- _取り組む課題_
A. 家族と子どもの権利をめぐる文章のうち、「日本では同性婚がまだ認められ」から始まり「権を保持することになります。」で終わる部分を、一字も変えずに書き出すこと。
B. 家族と子どもの権利をめぐる文章を、最後の文の後から書き進めること。

ジェンダーロールを乗り越えようの会 第ニ回

「多様化する家族と子どもの権利について」


参加者数:3名


家族になる?養子の戸籍のリアル


戸籍上、普通養子縁組で迎えた養子は「養子」、実子は「長男」と表記されます。養子縁組には、実親の親権が残る普通養子縁組と、親権が消える特別養子縁組の2つがあります。養子を実子として育てるのか、オープンに養子であることを伝えるのかは、家庭や時代によって異なります。妊娠期間中に別の場所で過ごして、養子であることを隠す家庭もありますが、時代とともに、オープンにする方が生きやすいという選択も増えてきたようです。この戸籍上の表記が家族の在り方にどんな影響を与えるのか、考えさせられます。


日本では同性婚がまだ認められていませんが、年下のパートナーを養子にすることで、同じ苗字を名乗り、同じ戸籍に入る方法を取る同性カップルもいます。興味深いことに、戸籍上ではこの場合も「養子」として表記されます。しかし、法律上の夫婦でない限り、特別養子縁組によって子どもを迎え入れることはできません。(普通養子縁組の場合は一人で養子をとることができる)そのため、子どもを育てたい同性カップルは里親制度を利用するケースが多いようです。ただし、里親制度の場合、戸籍上での親子関係は記載されず、生みの親が親権を保持することになります。



不妊と家族:制度の違い


アメリカの一部の州やギリシャ、ロシア、ジョージア、ウクライナでは、家族の新たな形として代理母出産が法律で認められています。不妊に悩むカップルにとって一つの選択肢となる一方で、子どもの福祉への懸念も指摘されています。スウェーデンでは、親を知る権利が重視され、代理母出産は認められていませんが、精子提供者の情報開示や養育費の義務化など、子どもの権利を守るための法律が充実しています。不妊治療や体外受精、卵子凍結など、さまざまな方法を模索するカップルが多くいますが、不妊に悩む家族の選択は、国の制度によって大きく影響されることがありそうです。

- _提供一覧_
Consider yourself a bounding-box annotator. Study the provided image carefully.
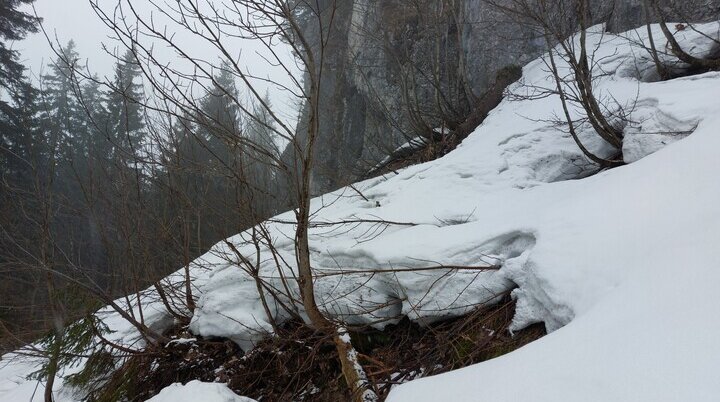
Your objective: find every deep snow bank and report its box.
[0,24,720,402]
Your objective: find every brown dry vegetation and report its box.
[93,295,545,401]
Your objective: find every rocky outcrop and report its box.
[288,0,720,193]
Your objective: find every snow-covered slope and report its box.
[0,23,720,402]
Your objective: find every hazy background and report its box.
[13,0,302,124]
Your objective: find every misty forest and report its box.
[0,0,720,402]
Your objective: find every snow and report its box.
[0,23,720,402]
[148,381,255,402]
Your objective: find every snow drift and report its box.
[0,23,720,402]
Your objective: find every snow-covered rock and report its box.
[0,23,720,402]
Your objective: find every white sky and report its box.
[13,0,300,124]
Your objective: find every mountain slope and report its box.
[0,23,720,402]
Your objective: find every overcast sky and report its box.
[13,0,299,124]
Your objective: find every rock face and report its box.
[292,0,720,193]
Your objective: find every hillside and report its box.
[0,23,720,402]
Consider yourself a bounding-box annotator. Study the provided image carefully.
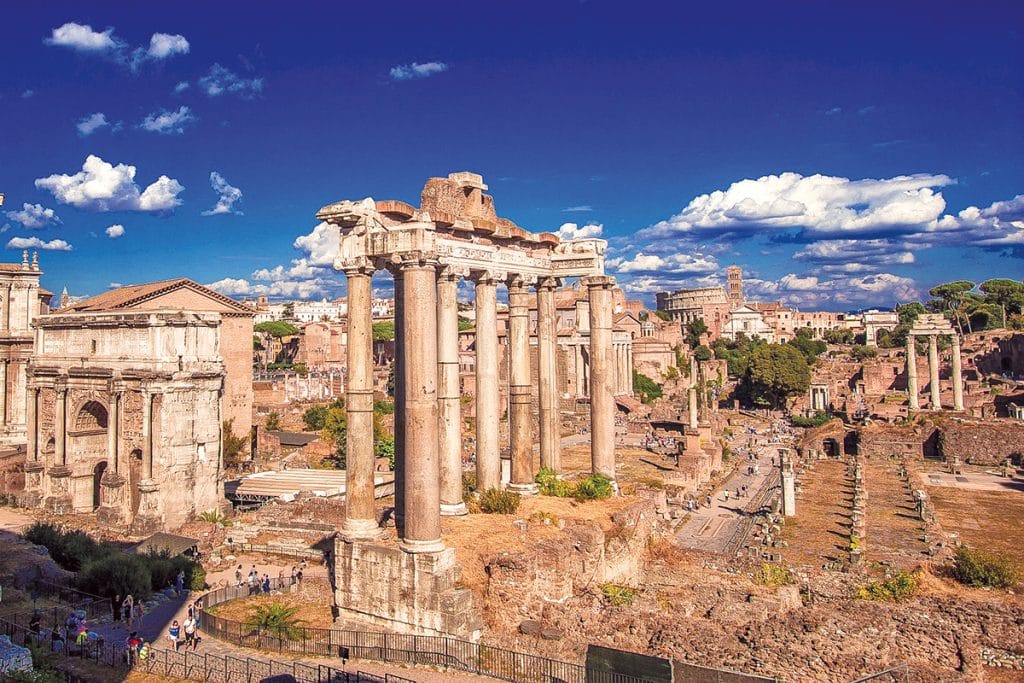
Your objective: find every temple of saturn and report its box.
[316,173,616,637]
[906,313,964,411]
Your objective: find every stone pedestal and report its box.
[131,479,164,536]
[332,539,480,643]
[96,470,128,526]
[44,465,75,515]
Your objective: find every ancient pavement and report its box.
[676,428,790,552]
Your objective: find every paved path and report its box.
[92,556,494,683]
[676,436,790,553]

- _解答_
A.
日本では同性婚がまだ認められていませんが、年下のパートナーを養子にすることで、同じ苗字を名乗り、同じ戸籍に入る方法を取る同性カップルもいます。興味深いことに、戸籍上ではこの場合も「養子」として表記されます。しかし、法律上の夫婦でない限り、特別養子縁組によって子どもを迎え入れることはできません。(普通養子縁組の場合は一人で養子をとることができる)そのため、子どもを育てたい同性カップルは里親制度を利用するケースが多いようです。ただし、里親制度の場合、戸籍上での親子関係は記載されず、生みの親が親権を保持することになります。

B.
シングルマザーの支援制度とコミュニティー


シングルマザーへの支援は自治体ごとに異なります。法律で生活が守られるためのルールが定められていますが、これを上手に活用することが重要です。たとえば、児童扶養手当などの支給が受けられるはずなのに、役所の誤った対応で受け取れないケースもあるようです。知識の有無が、個人を守れるかどうかを左右することがあるのではないでしょうか。


シングルになる理由は離婚だけではありませんが、親権争いにおいては、子どもへの愛情よりも養育費や慰謝料を諦めさせるために親権を主張することがあると言われています。また、シングルではないにもかかわらず、シングルマザーの給付金を受けるために、母子手帳には父親の名前が記載されていない一方で同棲している人など、倫理や法律に反する行動をとるケースも存在します。シングルマザーと一口に言っても、その状況はさまざまです。ルールをうまく活用する人もいれば、ルールを知らずに手当を受け取れない人、さらには制度を悪用する人もいます。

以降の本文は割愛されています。